**Task requirements**
From the top of the entries below through the line containing "locate: blue flag", return every line exactly as written, please, and stop there.

**Extracted records**
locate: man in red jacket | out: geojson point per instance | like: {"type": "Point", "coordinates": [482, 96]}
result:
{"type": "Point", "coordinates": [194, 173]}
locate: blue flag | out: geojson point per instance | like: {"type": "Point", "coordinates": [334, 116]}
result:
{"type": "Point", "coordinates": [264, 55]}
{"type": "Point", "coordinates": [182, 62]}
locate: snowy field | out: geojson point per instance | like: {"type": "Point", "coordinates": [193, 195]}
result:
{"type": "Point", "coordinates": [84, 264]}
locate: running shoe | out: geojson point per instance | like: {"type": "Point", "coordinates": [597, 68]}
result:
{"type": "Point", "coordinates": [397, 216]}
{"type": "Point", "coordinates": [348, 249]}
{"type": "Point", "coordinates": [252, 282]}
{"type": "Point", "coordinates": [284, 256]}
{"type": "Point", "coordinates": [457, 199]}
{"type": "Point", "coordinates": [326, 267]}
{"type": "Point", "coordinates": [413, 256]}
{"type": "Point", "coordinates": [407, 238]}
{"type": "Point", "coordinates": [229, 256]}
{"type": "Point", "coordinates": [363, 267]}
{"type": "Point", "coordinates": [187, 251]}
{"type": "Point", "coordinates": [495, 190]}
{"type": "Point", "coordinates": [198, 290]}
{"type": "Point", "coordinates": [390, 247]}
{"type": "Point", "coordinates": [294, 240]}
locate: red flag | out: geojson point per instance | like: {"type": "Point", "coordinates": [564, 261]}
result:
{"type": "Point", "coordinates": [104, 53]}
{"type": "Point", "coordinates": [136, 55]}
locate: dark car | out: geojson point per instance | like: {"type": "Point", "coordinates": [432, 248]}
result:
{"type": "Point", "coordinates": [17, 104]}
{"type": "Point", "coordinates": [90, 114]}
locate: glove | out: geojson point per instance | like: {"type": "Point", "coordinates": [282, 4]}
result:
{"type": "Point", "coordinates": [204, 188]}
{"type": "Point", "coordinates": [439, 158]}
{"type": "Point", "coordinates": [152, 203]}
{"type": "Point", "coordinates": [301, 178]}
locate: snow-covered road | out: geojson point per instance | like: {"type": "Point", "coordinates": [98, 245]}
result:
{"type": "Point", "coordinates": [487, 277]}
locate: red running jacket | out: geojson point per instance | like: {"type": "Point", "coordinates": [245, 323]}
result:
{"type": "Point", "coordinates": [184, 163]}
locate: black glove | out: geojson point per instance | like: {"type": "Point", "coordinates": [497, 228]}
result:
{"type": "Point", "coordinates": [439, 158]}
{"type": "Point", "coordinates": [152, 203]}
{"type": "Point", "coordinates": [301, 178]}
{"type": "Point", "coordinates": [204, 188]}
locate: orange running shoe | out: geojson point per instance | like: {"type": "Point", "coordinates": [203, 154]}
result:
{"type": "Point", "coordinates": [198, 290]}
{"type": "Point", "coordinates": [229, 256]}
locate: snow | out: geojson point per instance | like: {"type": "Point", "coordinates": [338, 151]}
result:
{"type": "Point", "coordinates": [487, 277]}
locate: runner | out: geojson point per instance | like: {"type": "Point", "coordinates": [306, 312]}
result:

**Finished task**
locate: man in red jacket | out: geojson point per instance | like: {"type": "Point", "coordinates": [482, 96]}
result:
{"type": "Point", "coordinates": [194, 173]}
locate: blue flag | out: geojson point per instance | like: {"type": "Point", "coordinates": [334, 116]}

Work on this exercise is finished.